▼

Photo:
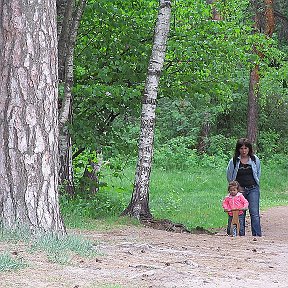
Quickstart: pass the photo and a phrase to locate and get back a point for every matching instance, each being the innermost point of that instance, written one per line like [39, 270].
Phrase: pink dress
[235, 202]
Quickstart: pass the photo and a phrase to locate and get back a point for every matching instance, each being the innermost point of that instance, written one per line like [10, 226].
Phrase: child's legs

▲
▼

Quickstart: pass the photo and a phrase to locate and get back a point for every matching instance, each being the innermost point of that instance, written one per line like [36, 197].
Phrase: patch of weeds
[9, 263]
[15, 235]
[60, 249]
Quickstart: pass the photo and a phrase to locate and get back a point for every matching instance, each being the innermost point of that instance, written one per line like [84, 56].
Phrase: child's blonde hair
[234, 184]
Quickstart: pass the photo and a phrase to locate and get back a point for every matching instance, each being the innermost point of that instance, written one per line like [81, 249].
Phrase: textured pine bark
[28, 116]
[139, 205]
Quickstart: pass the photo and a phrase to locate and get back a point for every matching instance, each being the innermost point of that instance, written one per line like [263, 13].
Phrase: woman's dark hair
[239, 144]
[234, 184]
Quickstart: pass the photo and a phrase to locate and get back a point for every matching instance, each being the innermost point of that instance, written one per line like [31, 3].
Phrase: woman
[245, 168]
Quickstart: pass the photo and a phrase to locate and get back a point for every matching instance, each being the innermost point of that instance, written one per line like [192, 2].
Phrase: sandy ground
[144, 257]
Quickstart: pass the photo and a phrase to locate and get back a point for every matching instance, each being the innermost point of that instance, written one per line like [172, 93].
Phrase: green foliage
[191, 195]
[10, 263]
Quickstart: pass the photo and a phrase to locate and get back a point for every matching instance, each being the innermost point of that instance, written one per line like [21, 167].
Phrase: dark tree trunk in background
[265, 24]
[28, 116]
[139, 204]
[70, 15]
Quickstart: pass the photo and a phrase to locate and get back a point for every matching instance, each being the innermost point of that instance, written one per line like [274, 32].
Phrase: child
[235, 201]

▲

Extract each line in the entries above that contains the string "woman", and copy those lines in their original order.

RESPONSE FOR THIS EXERCISE
Phrase: woman's dark hair
Phrase: woman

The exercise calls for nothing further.